Transcribe the data below, starting at the line that contains "the boat gunwale" and continuing through the last line of the data, both included.

* BEGIN *

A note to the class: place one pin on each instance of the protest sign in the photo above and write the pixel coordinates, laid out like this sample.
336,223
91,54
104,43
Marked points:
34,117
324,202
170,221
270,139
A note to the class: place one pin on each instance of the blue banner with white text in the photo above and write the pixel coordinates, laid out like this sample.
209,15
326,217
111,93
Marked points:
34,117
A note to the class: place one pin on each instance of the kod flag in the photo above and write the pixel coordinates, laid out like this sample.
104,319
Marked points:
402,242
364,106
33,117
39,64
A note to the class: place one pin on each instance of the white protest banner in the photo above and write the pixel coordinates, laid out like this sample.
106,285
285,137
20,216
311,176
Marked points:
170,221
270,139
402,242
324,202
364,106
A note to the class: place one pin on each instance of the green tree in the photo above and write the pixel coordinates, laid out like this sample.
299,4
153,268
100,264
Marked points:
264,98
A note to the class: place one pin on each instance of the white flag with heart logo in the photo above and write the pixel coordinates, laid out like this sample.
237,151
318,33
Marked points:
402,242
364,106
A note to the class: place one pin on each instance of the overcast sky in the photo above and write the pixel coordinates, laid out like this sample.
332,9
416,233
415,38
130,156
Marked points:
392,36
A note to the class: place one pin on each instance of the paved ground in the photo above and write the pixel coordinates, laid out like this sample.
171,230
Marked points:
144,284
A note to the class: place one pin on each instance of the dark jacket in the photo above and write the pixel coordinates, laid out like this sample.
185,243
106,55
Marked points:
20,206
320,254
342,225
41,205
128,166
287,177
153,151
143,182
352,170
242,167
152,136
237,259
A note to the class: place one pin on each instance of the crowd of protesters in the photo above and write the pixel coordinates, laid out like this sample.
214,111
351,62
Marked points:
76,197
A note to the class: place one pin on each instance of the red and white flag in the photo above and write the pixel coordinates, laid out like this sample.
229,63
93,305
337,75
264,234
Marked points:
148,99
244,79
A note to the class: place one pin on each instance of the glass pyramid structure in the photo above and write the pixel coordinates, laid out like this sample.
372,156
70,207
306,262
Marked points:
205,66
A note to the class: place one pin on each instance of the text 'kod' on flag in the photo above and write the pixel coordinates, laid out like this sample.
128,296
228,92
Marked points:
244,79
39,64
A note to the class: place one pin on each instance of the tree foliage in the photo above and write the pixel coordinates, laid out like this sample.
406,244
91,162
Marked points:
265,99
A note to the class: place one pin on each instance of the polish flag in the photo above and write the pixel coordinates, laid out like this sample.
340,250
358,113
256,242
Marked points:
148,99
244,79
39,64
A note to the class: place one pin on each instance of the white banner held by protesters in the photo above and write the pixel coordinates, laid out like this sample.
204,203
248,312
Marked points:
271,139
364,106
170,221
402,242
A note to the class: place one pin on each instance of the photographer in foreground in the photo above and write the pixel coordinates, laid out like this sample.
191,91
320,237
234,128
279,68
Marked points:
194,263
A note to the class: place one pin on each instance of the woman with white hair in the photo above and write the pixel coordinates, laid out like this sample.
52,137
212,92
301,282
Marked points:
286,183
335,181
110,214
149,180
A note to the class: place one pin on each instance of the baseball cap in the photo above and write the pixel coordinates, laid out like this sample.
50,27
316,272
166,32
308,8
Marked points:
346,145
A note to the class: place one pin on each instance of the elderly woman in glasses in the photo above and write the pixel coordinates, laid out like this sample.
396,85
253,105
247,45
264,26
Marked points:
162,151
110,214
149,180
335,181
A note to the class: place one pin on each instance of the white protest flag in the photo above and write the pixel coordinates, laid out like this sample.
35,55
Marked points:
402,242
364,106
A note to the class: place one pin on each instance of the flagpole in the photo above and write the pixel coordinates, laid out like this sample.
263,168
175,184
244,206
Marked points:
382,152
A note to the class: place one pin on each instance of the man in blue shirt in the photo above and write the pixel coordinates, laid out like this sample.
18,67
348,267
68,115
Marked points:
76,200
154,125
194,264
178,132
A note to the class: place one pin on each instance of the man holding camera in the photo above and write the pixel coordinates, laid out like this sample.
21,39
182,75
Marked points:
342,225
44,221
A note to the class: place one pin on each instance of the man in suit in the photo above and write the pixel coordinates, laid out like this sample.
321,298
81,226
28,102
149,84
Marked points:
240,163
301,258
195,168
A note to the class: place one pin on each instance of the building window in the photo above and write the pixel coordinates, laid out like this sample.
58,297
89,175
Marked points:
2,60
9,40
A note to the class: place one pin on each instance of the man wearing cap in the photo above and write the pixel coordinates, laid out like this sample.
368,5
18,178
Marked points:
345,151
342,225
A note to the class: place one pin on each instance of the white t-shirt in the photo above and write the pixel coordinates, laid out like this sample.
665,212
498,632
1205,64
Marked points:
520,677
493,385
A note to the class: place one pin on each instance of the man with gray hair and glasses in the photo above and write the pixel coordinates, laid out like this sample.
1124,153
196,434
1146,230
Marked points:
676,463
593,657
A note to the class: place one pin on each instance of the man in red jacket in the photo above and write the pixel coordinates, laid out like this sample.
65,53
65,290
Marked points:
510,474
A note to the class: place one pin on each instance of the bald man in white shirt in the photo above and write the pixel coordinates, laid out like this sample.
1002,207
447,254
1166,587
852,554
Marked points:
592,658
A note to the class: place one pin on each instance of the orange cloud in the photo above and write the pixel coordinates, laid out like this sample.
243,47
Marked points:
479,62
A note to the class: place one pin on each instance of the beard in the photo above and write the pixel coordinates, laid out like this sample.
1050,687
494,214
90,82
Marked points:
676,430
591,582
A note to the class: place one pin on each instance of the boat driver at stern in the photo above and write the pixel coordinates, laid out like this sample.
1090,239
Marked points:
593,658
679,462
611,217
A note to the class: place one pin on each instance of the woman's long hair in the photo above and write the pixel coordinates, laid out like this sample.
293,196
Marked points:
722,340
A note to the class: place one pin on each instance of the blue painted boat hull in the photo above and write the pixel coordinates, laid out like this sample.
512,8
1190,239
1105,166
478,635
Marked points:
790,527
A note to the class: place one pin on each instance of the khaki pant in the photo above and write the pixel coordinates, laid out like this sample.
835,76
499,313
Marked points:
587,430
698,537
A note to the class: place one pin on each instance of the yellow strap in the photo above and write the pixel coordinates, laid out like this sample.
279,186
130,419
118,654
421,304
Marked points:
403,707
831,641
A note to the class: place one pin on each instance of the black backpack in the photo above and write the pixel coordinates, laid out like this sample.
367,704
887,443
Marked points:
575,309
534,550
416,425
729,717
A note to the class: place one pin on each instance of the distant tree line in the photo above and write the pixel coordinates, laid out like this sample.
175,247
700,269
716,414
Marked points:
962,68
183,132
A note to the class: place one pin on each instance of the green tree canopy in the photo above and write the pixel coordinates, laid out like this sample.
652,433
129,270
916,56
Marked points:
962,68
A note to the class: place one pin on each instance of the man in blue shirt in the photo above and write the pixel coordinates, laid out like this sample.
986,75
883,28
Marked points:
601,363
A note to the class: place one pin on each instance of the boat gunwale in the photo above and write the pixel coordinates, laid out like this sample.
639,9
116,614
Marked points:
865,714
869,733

* END *

▶ Solution to the problem
A note to the class: place one pin on each instance of the boat gunwale in the photo above and write the pixel coordinates, laid out like this sample.
639,9
116,614
Marked points:
865,714
869,733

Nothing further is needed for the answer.